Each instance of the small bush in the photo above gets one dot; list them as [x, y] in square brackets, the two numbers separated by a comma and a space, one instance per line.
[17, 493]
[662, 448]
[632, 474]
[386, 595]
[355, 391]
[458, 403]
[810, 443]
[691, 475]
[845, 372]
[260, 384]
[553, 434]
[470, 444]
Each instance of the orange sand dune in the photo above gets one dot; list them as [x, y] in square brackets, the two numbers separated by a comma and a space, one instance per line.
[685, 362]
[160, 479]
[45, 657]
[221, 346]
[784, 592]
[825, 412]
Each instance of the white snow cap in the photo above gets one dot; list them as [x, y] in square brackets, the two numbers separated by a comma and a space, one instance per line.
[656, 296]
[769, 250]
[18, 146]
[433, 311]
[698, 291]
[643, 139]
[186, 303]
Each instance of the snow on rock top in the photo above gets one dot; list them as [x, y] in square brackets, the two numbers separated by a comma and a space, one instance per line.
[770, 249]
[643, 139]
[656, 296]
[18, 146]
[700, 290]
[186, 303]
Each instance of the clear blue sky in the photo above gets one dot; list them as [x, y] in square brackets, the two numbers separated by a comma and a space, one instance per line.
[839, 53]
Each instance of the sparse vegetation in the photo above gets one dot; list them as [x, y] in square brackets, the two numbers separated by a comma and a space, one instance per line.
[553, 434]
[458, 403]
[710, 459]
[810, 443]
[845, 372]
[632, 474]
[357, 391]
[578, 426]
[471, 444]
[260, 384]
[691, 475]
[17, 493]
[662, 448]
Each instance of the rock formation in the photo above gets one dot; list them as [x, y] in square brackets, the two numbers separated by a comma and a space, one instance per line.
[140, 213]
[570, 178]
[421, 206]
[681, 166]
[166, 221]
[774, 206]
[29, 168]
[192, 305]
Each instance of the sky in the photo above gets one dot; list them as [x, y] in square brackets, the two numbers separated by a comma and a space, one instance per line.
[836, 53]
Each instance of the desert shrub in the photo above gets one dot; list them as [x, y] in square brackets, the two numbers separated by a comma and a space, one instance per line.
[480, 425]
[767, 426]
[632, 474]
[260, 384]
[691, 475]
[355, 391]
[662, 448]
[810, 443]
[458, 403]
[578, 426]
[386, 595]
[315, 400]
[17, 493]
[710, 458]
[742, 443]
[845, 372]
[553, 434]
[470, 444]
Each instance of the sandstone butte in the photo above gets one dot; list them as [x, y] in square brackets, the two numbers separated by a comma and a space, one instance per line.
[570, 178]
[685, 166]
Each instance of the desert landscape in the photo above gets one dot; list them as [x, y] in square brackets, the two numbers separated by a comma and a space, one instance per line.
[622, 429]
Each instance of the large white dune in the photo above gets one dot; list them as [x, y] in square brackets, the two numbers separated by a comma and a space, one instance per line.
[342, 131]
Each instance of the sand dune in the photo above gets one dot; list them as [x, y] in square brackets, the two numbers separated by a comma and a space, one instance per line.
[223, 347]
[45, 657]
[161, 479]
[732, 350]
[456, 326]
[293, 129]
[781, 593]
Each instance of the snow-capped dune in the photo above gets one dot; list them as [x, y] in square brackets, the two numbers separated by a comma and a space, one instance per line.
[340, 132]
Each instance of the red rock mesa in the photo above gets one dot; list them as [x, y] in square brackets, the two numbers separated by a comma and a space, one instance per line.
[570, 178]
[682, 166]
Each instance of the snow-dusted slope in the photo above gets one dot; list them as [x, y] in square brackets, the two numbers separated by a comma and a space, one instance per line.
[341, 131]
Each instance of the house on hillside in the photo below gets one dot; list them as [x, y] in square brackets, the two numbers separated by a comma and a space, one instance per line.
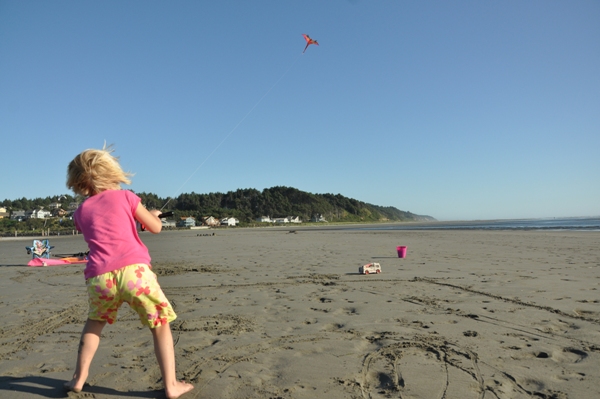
[167, 223]
[229, 221]
[59, 212]
[210, 221]
[187, 221]
[317, 218]
[38, 214]
[19, 216]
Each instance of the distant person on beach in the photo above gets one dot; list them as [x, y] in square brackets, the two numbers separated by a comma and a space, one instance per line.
[118, 268]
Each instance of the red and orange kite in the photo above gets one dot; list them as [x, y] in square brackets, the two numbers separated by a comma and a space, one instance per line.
[309, 41]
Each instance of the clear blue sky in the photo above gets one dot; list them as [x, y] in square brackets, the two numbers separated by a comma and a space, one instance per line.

_How to complete this task:_ Please return each line of the listing exactly as written, excluding the images.

_Answer for the task:_
Each instance of the small bush in the photo above gets one dot; list them as [x, y] in square brackets, the two numbers separated by a comma and a space, one instance per line.
[17, 493]
[662, 448]
[632, 474]
[386, 595]
[355, 391]
[458, 403]
[810, 443]
[691, 475]
[845, 372]
[260, 384]
[553, 434]
[470, 444]
Each instance of the orange sand dune in the photo above gets one dot; list them as [x, y] in square brackets, the two numbers separated by a comma and a space, one instance per line.
[685, 362]
[160, 479]
[45, 657]
[221, 346]
[784, 592]
[825, 412]
Each instance of the white snow cap in the photo above gets one dot; list them as [x, y] in square brackets, the two numbers separated by a comma and a space, one instance per line.
[656, 296]
[769, 250]
[18, 146]
[433, 311]
[698, 291]
[643, 139]
[186, 303]
Each instance of the snow on rock top in the photo above gets one dot; list them as [x, y] in square brackets, the two numbers separated by a comma and a space, one instance per line.
[770, 249]
[643, 139]
[656, 296]
[18, 146]
[700, 290]
[186, 303]
Each instance of the clear blue sky in the photo above gets one dot; list them as [x, y] in square brackets, the two numbers separated by a comma and a space, one instance per line.
[839, 53]
Each instance of the sparse vegetation in the photo above gets one dot; list them as [x, y] in square brackets, the two numbers separated by a comma and a space, one instance per line.
[553, 434]
[458, 403]
[710, 459]
[810, 443]
[845, 372]
[632, 474]
[357, 391]
[578, 426]
[471, 444]
[260, 384]
[691, 475]
[17, 493]
[662, 448]
Each instance of the rock formation in the photo above gets one dot; list them as [x, y] in square brackets, the two numbers separated by a comma and a space, one instance per line.
[140, 213]
[570, 178]
[421, 206]
[681, 166]
[166, 221]
[774, 206]
[29, 168]
[192, 305]
Each instance of the sky in the photo above gets one dot; list them as [x, y] in square brackets, the two numbers separated by a comma and a space, one instance per line.
[836, 53]
Each instance of the desert shrub in the photo above gets one dot; list them as [x, y] in square brackets, the two numbers separated by a comma and a space, one instance per line.
[480, 425]
[767, 426]
[632, 474]
[260, 384]
[691, 475]
[355, 391]
[662, 448]
[810, 443]
[458, 403]
[578, 426]
[386, 595]
[315, 400]
[17, 493]
[710, 458]
[742, 443]
[845, 372]
[553, 434]
[470, 444]
Each instance of the sandstone butte in the photo above gets one dot; list them as [x, y] in square brackets, the two numbers separated by a comma and a space, one instance per line.
[570, 178]
[685, 166]
Each instance of the desert landscape in the photo above gets one dot; list them as [x, y] in square brackets, the two numbers separated by a comma and a space, one instance per line.
[622, 429]
Each instance of the large white dune in the photo above gets one dot; list them as [x, y] in square brackets, the two numbers separated by a comma and a space, one instance per line.
[342, 131]
Each instance of the sand dune in the photo above gets one dot; list them as [x, y] in square brackets, the two numbers separated by a comma and a space, one instance per line.
[223, 347]
[45, 657]
[161, 479]
[732, 350]
[456, 326]
[293, 129]
[781, 593]
Each instance of the snow-capped dune in the photo above gets one dot; list them as [x, y] in square brackets, the two numbers separated by a comma and a space, one instance per line.
[340, 132]
Each instance of the red rock mesa in the photo above gets one dot; list them as [x, y] in square brackets, the two numbers separated by a comma and a space, one instance per line.
[570, 178]
[682, 166]
Each instance of the snow-dusted slope in the photo above gets one dot; list them as [x, y] in square brackets, the two numbers separated by a comma and a space, one instance per line.
[341, 131]
Each instance of the house on hillside in the photo below gets one dot; list them as [x, y] in square brackets, the two numbers separated by a comma and a space, one instance per line.
[167, 223]
[229, 221]
[59, 212]
[210, 221]
[187, 221]
[317, 218]
[38, 214]
[19, 216]
Each instance of the distant person on beach in the photo above gets one dot; list them as [x, y] in square brackets, the two numbers separated by a comma and a space, one instance per line.
[118, 268]
Each instance of the red and orange kite in the photo above gets one dot; list them as [x, y] in square brackets, the two numbers separated by a comma and a space, one instance per line.
[309, 41]
Each instance of the clear blue sky in the photo above gets one dot; list them as [x, y] in square brackets, the two numbers separated by a comma and a space, one instance per line.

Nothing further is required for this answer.